▸ **Aim A**
In the interview about resurrection sources, reproduce the passage from "And he converts" to "Polycarp and Papias.", swapping "gospels" for "Gospel accounts" each time it occurs.
▸ **Aim B**
Carry on the interview about resurrection sources from its final sentence.

══ Text passage ══

So this, this person who, you know, had convinced them to leave everything and follow
him and then disappointed them, died, devastated their hopes. They wanted to honor him with metaphorical language. That doesn't seem to make a lot of sense.
And that's going to convince Paul. Paul, right. Exactly.
In the book you, you engage with both biblical and extra biblical sources. So
how do these sources contribute to understanding of the resurrection? What criteria do you use to evaluate their reliability? Yeah. So I think that's chapter three in the book and I go through a number of them.
So,
you know, you've got the gospels, you've got Paul, you know, Paul, everybody's willing to grant Paul as someone who believed he was an eyewitness and someone who knew the eyewitnesses. So he, we know from Galatians one and two, as well as the book of Acts, as well as what Paul says in first Corinthians and elsewhere, that he knew the Jerusalem apostles had spoken with them, had run the gospel message past them. And they had affirmed that he was on message with what they were preaching.
Right. So we can get back to the apostolic message, what the original
apostles were preaching, those who had walked with Jesus, we can get back to them through Paul. That's pretty remarkable.
And the fact that we have with Paul, someone who claims to be
an eyewitness of the risen Jesus, who was not a disciple before, but was precisely the opposite. Right. That's really quite amazing to have that.
And he converts the Christianity
from being a persecutor of the church to now, you know, it's its most aggressive apologists. So you've got that and the gospels. I mean, we could talk about those.
I don't talk a lot about
those in the book because there's so many disagreement about them amongst New Testament scholars who wrote them. When were they when were they written, how much eyewitness testimony they actual retain in their things like that. So I didn't want to get taken off track, distracted by that.
So in retrospect, I probably should have given a little more attention to the gospels.
I have done that since. But then I go on to the apostolic fathers and the most promising ones would be Clement of Rome and Polycarp and Papias.
And Papias probably wrote the very beginning of
the second century. He probably had a new one of either one of Jesus disciples or one of their associates, and he received information from them probably at the toward the end of the first century. So he's pretty cool source, but he doesn't say anything in the fragments that have been preserved about the resurrection.
So he doesn't really give us anything there that helps us.
And then you have Clement of Rome, who writes first Clement, you know, the testimony we have, I think it makes it just slightly more probable than not that that Clement knew the apostle Peter. So it's like when we're reading about Jesus' death and resurrection in first Clement, it's like, well, this could go back to Peter, Polycarp, maybe even a little bit more positive that that he knew the apostle John, the son of Zebedee.

═══
══ Supplied records ══

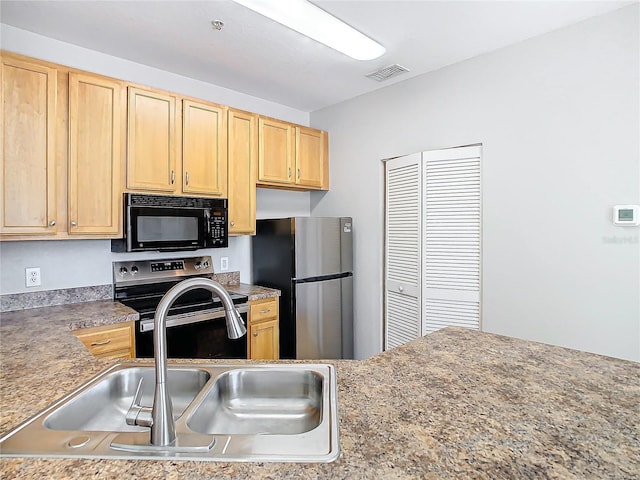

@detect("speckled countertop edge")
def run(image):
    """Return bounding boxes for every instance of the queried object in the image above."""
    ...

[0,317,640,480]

═══
══ Supplied records ══

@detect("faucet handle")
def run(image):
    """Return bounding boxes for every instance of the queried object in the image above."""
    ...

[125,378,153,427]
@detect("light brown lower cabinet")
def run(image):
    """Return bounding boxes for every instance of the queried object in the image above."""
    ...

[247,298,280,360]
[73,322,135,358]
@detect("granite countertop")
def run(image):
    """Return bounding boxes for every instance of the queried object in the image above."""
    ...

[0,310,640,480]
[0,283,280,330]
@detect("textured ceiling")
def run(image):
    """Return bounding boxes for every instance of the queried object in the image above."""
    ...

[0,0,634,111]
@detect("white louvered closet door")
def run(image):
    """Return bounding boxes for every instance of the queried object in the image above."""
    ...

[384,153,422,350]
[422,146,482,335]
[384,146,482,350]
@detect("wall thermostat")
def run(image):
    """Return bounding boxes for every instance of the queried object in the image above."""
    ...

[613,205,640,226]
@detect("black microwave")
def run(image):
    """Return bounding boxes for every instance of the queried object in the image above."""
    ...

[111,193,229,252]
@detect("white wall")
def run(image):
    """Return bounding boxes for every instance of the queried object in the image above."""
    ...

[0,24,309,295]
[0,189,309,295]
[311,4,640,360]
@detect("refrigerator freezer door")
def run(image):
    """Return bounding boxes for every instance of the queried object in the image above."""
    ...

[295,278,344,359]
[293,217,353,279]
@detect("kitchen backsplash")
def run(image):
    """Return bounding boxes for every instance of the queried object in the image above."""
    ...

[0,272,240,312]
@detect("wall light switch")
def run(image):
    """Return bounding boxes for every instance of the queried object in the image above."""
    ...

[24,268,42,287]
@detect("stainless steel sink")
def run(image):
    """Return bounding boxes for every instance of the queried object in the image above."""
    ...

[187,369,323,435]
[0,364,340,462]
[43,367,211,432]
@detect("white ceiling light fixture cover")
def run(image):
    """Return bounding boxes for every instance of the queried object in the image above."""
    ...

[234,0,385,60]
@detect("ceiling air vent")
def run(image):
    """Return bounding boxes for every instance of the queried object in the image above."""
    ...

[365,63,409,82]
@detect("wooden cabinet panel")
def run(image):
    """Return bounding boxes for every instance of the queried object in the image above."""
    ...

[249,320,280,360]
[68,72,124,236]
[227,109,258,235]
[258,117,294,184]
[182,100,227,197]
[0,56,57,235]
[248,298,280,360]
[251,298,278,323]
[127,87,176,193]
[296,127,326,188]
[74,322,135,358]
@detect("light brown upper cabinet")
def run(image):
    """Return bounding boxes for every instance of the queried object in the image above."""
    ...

═══
══ Supplied records ══

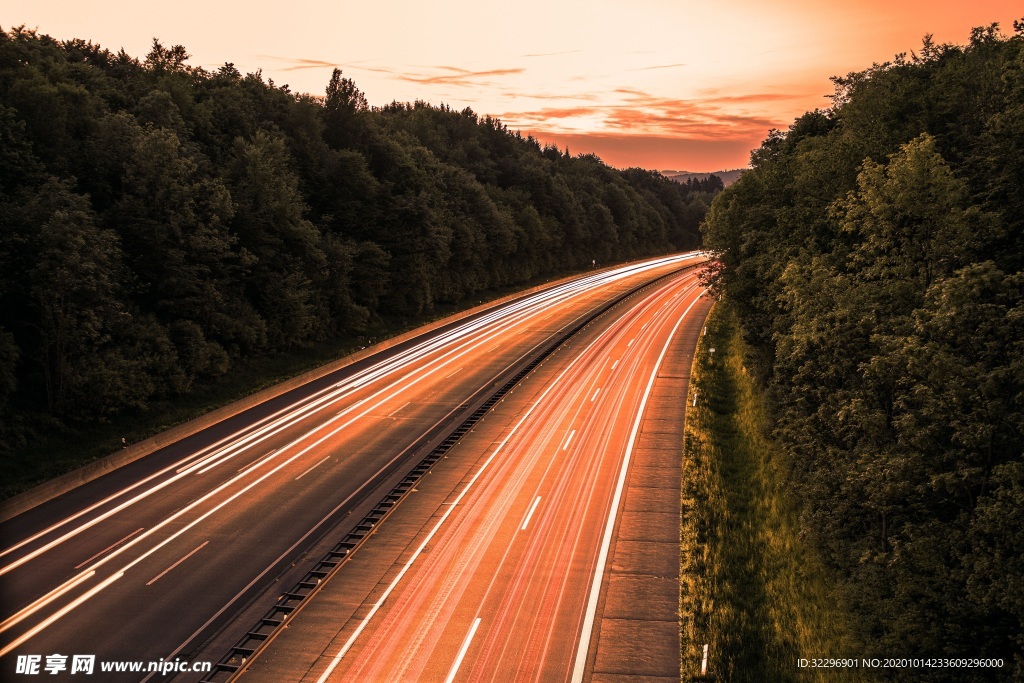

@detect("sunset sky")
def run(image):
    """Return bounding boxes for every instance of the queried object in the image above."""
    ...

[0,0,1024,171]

═══

▸ **Exercise output A**
And he converts the Christianity
from being a persecutor of the church to now, you know, it's its most aggressive apologists. So you've got that and the Gospel accounts. I mean, we could talk about those.
I don't talk a lot about
those in the book because there's so many disagreement about them amongst New Testament scholars who wrote them. When were they when were they written, how much eyewitness testimony they actual retain in their things like that. So I didn't want to get taken off track, distracted by that.
So in retrospect, I probably should have given a little more attention to the Gospel accounts.
I have done that since. But then I go on to the apostolic fathers and the most promising ones would be Clement of Rome and Polycarp and Papias.

▸ **Exercise output B**
And so when he mentions things about resurrection
and Jesus' death, that probably goes back to John. But it's not that their connection is not as strong as what we have with some of the authors of the gospels to the disciples. So anyway, I am just trying to manage and minimize the impact of my Christian biases and thinking, well, I want Matthew, Mark, Luke, and John to be written by Matthew, Mark, Luke, and John.
I want Clement of Rome and Polycarp to have known the disciples, but I'm trying to be
just super careful here. Well, when you have to go and do these debates against critical scholars, you won't be able to get away with this. So you've got to be on solid ground all the way through.
It's probably better, like, you know, because of exactly what you're saying there, Wintery, to be more cautious. I'd rather be overly cautious than not cautious enough, precisely because I've had 37 debates now. And when you're debating someone like Bart Ehrman, who's really knowledgeable in these things, he's going to call you out if you're wrong on something.
If he perceives a weakness, he's going to go after that. And now he could perceive a weakness, and I might be able to respond to that. So I really have to know my stuff there.
So where I found this really helped, though, is you'll have some of your rather skeptical scholars then appeal to things like the Gospel of Thomas and the Gospel of Peter, and they come up with these fanciful explanations. But then when you look at the pedigree of these non-canonical gospels, you find that it's really poor, so poor that even Bart Ehrman will say that if you want to know about the real Jesus, you can't go to these others. That talks about what some people thought about Jesus in the second and third centuries.
But if you want to
know about the real Jesus, the only place to go are the canonical gospels. And he says this is not for theological reasons, it's for historical reasons. So what I was able to do in Chapter 5 when I'm assessing all the major alternative hypotheses to the resurrection, and you have someone like a John Dominic Crossin, who is appealing to a Gospel of Peter.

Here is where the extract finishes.